Your objective> Find every line in the records that contains the string "pitcher", matching case exactly, and copy each of those lines.

Object location annotation data:
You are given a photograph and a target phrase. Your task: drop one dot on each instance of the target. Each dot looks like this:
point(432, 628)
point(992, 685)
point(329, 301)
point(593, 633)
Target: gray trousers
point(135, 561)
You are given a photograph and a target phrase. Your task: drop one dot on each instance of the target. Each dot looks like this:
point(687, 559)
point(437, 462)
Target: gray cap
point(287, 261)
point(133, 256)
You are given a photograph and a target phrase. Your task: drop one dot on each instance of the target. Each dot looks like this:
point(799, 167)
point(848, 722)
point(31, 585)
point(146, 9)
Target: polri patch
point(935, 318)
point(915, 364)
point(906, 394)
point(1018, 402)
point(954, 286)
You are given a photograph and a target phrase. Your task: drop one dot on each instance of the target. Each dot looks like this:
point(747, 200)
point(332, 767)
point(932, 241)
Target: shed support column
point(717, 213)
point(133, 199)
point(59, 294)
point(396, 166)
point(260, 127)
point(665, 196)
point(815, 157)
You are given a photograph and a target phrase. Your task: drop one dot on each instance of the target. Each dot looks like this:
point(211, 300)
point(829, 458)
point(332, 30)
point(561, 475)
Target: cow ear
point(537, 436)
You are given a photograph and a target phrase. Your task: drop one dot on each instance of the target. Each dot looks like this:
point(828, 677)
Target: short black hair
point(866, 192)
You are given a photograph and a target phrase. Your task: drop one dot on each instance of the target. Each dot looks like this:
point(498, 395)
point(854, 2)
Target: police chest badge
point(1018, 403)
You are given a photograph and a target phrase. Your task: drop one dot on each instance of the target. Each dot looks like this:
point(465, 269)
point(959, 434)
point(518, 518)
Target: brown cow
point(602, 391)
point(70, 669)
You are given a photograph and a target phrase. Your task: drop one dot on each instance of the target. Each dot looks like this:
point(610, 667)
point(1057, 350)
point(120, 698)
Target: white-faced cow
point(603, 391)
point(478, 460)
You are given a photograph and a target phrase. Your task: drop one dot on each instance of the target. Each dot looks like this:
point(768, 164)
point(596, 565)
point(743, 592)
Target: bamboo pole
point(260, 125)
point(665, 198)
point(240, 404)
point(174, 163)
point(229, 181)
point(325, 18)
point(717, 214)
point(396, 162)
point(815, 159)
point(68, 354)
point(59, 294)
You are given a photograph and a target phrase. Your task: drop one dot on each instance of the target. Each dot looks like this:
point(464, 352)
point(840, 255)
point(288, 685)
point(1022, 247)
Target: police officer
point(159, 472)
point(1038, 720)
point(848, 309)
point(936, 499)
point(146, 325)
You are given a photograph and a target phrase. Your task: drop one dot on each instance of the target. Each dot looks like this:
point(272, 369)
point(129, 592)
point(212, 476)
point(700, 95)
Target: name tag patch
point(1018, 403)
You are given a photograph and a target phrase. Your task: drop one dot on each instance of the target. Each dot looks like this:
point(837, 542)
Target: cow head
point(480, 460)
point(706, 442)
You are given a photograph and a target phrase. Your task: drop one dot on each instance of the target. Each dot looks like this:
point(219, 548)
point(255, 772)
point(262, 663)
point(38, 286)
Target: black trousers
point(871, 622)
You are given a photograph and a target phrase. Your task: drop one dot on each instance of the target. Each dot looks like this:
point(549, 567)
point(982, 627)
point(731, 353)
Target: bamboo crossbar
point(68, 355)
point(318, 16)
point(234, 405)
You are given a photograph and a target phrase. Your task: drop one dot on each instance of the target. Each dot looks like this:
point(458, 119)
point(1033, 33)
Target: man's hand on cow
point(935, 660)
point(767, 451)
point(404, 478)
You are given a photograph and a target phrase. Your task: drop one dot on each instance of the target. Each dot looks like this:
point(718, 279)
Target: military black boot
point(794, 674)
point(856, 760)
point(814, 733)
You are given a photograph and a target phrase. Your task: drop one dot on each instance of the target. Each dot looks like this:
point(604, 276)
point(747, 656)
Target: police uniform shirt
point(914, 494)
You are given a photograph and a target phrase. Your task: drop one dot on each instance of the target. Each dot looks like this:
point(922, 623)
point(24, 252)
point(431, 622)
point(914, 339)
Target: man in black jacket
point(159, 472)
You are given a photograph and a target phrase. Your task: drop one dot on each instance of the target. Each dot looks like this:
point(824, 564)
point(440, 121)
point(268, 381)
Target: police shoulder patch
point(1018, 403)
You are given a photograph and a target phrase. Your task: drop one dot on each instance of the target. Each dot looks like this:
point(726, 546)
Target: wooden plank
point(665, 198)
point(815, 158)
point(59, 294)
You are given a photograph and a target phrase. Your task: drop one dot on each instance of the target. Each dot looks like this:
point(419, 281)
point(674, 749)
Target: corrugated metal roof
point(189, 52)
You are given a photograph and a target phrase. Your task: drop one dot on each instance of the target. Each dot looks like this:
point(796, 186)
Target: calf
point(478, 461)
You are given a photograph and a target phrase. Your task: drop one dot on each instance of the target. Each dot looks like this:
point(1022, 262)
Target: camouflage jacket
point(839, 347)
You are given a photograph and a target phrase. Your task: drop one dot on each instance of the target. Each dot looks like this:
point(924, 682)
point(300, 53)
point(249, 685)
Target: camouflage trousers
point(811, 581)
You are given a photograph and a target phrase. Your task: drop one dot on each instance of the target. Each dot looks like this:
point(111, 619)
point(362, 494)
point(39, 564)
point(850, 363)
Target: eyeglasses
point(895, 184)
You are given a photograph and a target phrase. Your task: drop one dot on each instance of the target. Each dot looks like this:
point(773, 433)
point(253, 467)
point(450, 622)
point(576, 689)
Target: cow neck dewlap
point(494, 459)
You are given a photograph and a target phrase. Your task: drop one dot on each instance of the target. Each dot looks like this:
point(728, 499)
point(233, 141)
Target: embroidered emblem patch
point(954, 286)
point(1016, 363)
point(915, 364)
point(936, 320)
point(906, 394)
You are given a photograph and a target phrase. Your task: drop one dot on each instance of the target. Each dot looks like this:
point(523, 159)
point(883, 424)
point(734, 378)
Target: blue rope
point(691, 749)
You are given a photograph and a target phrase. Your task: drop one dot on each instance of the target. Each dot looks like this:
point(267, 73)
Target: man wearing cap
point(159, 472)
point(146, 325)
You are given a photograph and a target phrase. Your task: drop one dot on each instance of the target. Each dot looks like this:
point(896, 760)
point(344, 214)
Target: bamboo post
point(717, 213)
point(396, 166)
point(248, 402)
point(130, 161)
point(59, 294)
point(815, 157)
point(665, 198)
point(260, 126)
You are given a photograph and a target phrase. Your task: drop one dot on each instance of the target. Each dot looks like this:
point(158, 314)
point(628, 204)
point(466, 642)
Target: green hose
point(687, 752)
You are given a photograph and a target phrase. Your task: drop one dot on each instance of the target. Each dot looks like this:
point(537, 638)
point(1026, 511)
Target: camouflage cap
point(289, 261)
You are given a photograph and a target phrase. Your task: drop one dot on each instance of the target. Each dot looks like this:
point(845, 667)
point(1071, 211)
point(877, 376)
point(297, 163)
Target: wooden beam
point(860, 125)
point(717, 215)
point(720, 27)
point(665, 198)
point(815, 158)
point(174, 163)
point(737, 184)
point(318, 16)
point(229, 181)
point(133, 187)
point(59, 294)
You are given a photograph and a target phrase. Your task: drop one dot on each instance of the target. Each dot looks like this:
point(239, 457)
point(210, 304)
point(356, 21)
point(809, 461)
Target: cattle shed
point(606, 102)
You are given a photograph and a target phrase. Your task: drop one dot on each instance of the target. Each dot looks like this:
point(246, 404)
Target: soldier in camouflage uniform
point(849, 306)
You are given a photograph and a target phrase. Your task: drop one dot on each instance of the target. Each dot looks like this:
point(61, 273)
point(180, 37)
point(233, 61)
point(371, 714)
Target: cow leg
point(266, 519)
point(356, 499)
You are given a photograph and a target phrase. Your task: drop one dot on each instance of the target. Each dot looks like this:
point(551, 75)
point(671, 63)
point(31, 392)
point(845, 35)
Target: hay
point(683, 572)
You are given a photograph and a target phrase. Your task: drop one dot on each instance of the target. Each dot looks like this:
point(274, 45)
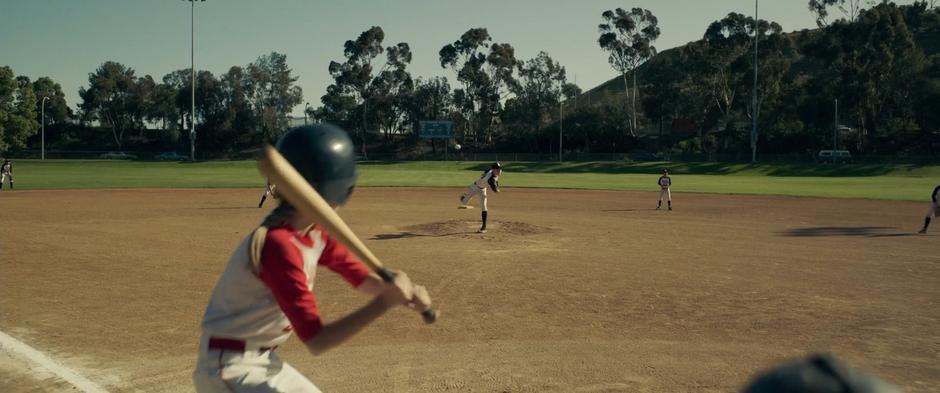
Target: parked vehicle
point(115, 155)
point(834, 156)
point(171, 156)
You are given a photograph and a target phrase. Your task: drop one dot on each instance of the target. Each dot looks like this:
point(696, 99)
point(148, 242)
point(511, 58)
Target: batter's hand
point(399, 292)
point(420, 299)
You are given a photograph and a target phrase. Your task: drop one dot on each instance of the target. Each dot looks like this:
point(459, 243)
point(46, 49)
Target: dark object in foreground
point(818, 374)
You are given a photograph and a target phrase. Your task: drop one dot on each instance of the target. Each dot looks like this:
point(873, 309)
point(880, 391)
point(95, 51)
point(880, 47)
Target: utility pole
point(754, 100)
point(192, 67)
point(561, 127)
point(42, 155)
point(835, 129)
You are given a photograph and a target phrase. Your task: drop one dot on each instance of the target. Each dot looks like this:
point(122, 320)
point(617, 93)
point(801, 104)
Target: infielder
point(268, 190)
point(6, 172)
point(934, 209)
point(664, 183)
point(266, 291)
point(490, 178)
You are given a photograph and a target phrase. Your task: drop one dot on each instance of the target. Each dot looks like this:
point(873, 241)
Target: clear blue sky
point(66, 40)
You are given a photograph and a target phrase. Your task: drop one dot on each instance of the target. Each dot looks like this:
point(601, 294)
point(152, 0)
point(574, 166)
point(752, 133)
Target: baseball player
point(664, 183)
point(934, 209)
point(268, 190)
point(266, 290)
point(6, 172)
point(490, 178)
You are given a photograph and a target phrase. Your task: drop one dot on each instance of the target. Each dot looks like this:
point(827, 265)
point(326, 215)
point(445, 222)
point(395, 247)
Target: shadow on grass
point(845, 231)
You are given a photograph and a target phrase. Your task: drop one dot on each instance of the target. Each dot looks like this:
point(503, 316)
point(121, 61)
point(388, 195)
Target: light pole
point(561, 127)
point(754, 110)
point(192, 67)
point(42, 155)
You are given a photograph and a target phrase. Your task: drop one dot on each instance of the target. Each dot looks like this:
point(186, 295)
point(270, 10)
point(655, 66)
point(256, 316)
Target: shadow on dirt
point(846, 231)
point(406, 235)
point(227, 208)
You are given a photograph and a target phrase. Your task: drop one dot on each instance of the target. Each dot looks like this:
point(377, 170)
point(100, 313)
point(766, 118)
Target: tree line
point(880, 61)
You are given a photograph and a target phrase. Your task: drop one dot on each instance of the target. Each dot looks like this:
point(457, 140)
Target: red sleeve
point(282, 269)
point(338, 259)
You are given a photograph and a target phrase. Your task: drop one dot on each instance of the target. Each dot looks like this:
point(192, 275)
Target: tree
point(109, 99)
point(345, 99)
point(539, 89)
point(389, 90)
point(17, 110)
point(628, 38)
point(239, 119)
point(871, 66)
point(850, 9)
point(57, 110)
point(273, 93)
point(485, 75)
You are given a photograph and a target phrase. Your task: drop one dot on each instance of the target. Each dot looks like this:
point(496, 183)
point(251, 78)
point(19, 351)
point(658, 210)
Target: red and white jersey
point(489, 179)
point(262, 309)
point(665, 181)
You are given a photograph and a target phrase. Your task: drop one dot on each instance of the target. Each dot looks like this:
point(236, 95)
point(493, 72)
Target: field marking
point(70, 376)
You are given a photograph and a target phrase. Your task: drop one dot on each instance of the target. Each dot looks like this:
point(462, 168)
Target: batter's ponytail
point(280, 215)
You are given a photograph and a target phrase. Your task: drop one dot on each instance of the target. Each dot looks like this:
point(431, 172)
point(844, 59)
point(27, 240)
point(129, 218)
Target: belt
point(233, 345)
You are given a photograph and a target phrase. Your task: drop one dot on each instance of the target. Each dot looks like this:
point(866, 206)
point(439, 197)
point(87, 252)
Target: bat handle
point(429, 315)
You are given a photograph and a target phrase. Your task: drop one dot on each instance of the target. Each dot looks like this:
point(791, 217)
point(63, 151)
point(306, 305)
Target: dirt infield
point(585, 291)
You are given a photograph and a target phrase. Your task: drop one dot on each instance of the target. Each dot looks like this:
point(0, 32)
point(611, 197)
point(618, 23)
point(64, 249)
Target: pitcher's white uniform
point(664, 183)
point(489, 179)
point(6, 172)
point(250, 313)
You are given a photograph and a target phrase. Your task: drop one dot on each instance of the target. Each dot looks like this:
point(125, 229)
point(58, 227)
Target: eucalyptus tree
point(628, 37)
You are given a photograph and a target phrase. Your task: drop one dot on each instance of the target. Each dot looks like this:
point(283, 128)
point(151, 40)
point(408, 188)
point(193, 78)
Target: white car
point(834, 156)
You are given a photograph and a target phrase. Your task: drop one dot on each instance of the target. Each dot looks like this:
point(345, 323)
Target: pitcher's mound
point(457, 227)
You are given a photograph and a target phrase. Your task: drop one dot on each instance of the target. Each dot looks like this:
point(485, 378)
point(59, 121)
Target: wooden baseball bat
point(295, 189)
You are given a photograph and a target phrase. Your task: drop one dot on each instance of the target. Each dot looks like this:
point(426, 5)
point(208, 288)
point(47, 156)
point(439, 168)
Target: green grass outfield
point(897, 182)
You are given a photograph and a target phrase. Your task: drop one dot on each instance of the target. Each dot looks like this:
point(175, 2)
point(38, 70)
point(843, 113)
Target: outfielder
point(490, 178)
point(934, 209)
point(6, 172)
point(664, 183)
point(268, 190)
point(266, 290)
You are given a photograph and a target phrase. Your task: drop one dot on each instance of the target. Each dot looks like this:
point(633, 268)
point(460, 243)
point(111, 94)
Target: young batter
point(268, 190)
point(664, 183)
point(6, 172)
point(933, 210)
point(490, 178)
point(266, 291)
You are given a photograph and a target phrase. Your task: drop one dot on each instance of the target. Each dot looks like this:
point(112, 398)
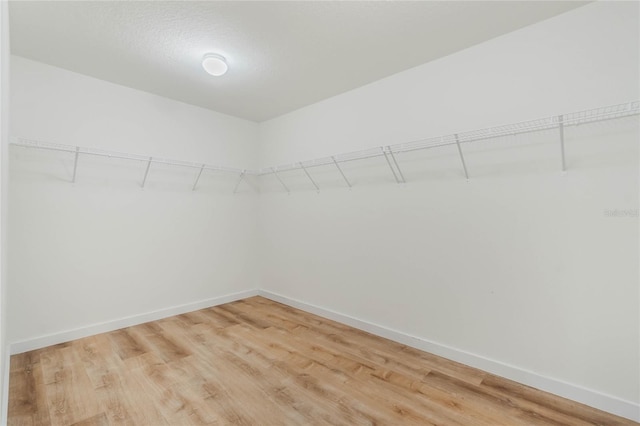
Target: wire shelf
point(558, 122)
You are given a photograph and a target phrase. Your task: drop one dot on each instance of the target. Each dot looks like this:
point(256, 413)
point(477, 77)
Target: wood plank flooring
point(258, 362)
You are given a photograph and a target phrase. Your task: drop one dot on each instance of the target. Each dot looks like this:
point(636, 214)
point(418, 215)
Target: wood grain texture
point(258, 362)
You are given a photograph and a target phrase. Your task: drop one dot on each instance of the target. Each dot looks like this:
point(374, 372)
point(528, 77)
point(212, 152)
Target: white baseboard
point(4, 411)
point(103, 327)
point(601, 401)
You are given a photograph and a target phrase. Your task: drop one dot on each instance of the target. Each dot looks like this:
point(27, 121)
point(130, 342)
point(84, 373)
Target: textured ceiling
point(281, 55)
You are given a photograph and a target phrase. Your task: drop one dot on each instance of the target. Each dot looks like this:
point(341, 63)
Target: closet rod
point(571, 119)
point(32, 143)
point(589, 116)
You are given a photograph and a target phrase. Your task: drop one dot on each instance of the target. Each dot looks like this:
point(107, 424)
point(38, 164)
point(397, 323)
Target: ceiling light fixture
point(214, 64)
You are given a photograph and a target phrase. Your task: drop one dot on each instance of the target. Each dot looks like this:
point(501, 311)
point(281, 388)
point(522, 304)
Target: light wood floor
point(257, 362)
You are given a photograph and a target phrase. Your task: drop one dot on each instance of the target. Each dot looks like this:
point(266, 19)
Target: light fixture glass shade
point(214, 64)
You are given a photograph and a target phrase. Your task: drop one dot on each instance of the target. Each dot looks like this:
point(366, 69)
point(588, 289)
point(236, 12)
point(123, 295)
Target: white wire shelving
point(558, 122)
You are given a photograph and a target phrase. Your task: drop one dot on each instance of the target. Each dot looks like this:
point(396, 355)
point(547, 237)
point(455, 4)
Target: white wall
point(103, 249)
point(4, 184)
point(521, 265)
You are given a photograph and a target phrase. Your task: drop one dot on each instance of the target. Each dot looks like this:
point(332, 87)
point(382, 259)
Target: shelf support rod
point(75, 165)
point(198, 177)
point(235, 189)
point(278, 177)
point(393, 157)
point(464, 165)
point(310, 178)
point(561, 129)
point(386, 157)
point(340, 170)
point(146, 172)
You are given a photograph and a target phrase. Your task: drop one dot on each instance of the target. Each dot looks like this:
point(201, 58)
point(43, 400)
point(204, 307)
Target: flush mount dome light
point(214, 64)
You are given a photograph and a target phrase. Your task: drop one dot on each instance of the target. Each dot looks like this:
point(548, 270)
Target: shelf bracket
point(340, 170)
point(561, 129)
point(310, 178)
point(198, 178)
point(75, 164)
point(280, 180)
point(146, 172)
point(464, 165)
point(393, 157)
point(386, 157)
point(235, 189)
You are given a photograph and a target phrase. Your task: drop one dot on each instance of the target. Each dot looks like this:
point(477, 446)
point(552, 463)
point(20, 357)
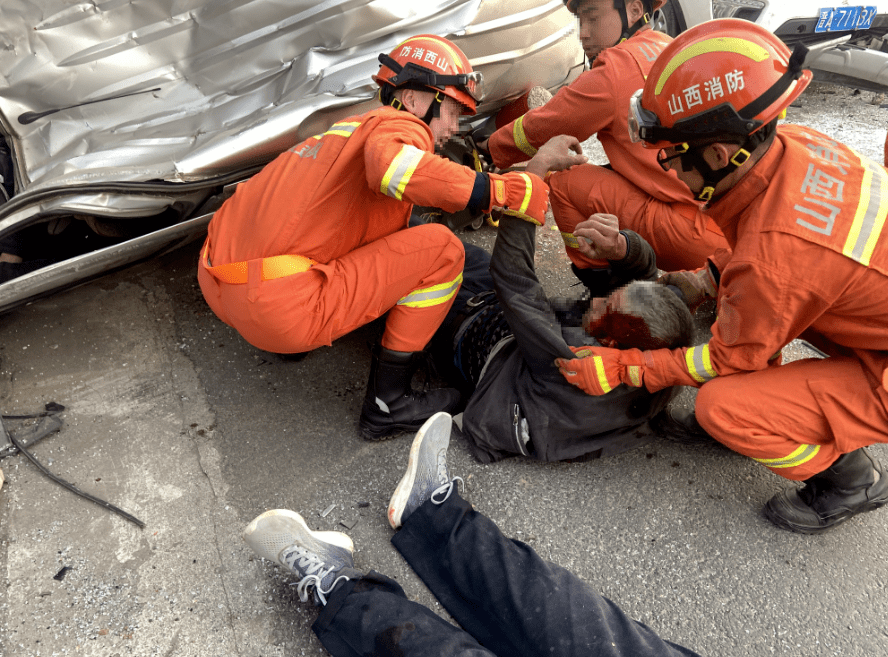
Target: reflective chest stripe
point(520, 138)
point(869, 220)
point(237, 273)
point(395, 180)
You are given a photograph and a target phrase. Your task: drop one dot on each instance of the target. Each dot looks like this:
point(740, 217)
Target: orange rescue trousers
point(414, 274)
point(681, 235)
point(796, 419)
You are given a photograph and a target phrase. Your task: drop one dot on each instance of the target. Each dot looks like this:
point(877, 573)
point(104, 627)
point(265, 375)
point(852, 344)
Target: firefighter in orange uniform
point(621, 47)
point(805, 217)
point(317, 243)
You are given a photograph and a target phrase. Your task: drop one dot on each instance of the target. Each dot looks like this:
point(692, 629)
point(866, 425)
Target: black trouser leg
point(507, 597)
point(371, 616)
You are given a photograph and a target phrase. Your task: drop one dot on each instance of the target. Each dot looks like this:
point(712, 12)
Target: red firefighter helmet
point(722, 77)
point(433, 62)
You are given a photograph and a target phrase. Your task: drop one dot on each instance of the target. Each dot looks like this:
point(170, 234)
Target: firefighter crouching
point(317, 243)
point(805, 217)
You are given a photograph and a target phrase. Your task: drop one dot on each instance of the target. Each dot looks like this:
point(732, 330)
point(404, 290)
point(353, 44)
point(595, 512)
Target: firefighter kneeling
point(317, 243)
point(805, 217)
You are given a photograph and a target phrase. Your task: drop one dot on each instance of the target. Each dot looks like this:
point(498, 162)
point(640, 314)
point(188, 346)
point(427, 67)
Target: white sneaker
point(427, 475)
point(319, 559)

Response>
Target: pitcher's white uniform
Target: pitcher's mound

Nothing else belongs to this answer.